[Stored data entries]

::::::::::

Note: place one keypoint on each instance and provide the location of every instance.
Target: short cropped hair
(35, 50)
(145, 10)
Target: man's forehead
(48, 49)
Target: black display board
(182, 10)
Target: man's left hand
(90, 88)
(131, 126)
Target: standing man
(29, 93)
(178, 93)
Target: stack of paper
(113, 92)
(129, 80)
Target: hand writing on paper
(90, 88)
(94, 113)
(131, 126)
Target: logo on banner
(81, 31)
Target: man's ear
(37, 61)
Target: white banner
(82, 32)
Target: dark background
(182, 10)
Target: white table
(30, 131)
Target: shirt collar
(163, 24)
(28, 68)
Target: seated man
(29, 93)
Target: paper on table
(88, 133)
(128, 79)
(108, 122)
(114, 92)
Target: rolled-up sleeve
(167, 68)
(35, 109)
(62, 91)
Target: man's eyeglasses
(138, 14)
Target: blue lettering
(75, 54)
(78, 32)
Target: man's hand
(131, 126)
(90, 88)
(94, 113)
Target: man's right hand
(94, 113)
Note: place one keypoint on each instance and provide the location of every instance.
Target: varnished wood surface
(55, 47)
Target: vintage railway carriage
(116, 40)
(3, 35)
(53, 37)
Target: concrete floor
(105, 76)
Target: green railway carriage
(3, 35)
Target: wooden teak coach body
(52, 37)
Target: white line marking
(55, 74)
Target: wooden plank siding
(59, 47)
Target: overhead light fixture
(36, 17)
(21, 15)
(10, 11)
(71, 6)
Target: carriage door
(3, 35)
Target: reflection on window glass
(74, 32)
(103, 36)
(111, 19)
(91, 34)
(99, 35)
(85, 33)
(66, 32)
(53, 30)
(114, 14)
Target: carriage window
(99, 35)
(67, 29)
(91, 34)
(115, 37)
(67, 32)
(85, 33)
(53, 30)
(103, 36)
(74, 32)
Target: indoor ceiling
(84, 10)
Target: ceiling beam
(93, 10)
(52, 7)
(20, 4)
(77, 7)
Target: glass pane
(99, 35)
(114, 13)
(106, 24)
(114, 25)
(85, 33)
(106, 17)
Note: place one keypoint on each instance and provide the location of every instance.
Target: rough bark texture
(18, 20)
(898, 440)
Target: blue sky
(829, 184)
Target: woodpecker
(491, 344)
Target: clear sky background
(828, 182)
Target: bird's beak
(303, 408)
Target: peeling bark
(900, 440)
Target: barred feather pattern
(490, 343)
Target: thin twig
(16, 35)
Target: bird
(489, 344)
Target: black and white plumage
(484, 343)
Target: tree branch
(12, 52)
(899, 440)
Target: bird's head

::::::::::

How to complete this task: None of the records may be omitted; each is to be printed exactly.

Written solution:
Note: place one keypoint on each instance and provide the location of every instance.
Target: short cropped hair
(35, 50)
(145, 10)
Target: man's forehead
(48, 49)
Target: black display board
(182, 10)
Target: man's left hand
(90, 88)
(131, 126)
Target: standing man
(29, 93)
(178, 93)
Target: stack of paper
(113, 92)
(129, 80)
Target: hand writing on paper
(90, 88)
(94, 113)
(131, 126)
Target: logo on banner
(81, 31)
Target: man's ear
(37, 61)
Target: white banner
(82, 32)
Target: dark background
(182, 10)
Target: white table
(30, 131)
Target: shirt collar
(163, 24)
(28, 68)
Target: seated man
(29, 93)
Target: paper on table
(88, 133)
(128, 79)
(108, 122)
(114, 92)
Target: rolled-up sleeve
(167, 68)
(35, 109)
(62, 91)
Target: man's eyeglasses
(138, 14)
Target: blue lettering
(75, 54)
(78, 32)
Target: man's hand
(131, 126)
(90, 88)
(94, 113)
Target: man's right hand
(94, 113)
Note: place one keypoint on each instance and provide the location of every instance.
Target: varnished wood surface
(55, 47)
Target: vintage railway carriage
(116, 40)
(3, 35)
(53, 37)
Target: concrete floor
(105, 76)
Target: green railway carriage
(3, 35)
Target: wooden teak coach body
(52, 37)
Target: white line marking
(55, 74)
Target: wooden plank siding
(59, 47)
Target: overhead light fixture
(36, 17)
(21, 15)
(10, 11)
(71, 6)
Target: carriage door
(3, 35)
Target: reflection on window glass
(74, 32)
(103, 36)
(111, 19)
(91, 34)
(99, 35)
(85, 33)
(66, 32)
(53, 30)
(114, 14)
Target: carriage window
(99, 35)
(67, 29)
(91, 34)
(115, 37)
(67, 32)
(85, 33)
(53, 30)
(103, 36)
(74, 32)
Target: indoor ceiling
(84, 10)
Target: ceiling beam
(93, 10)
(52, 7)
(20, 4)
(77, 7)
Target: glass pane
(99, 35)
(114, 13)
(106, 24)
(114, 25)
(85, 33)
(106, 17)
Note: place one keypoint on each instance and provide the location of every instance.
Target: rough bark texture
(18, 20)
(898, 440)
Target: blue sky
(829, 184)
Target: woodpecker
(491, 344)
Target: clear sky background
(828, 182)
Target: bird's beak
(303, 408)
Target: peeling bark
(900, 440)
Target: barred feather pattern
(490, 343)
Target: thin twig
(16, 35)
Target: bird
(489, 344)
Target: black and white plumage
(484, 343)
Target: tree branch
(12, 52)
(899, 440)
Target: bird's head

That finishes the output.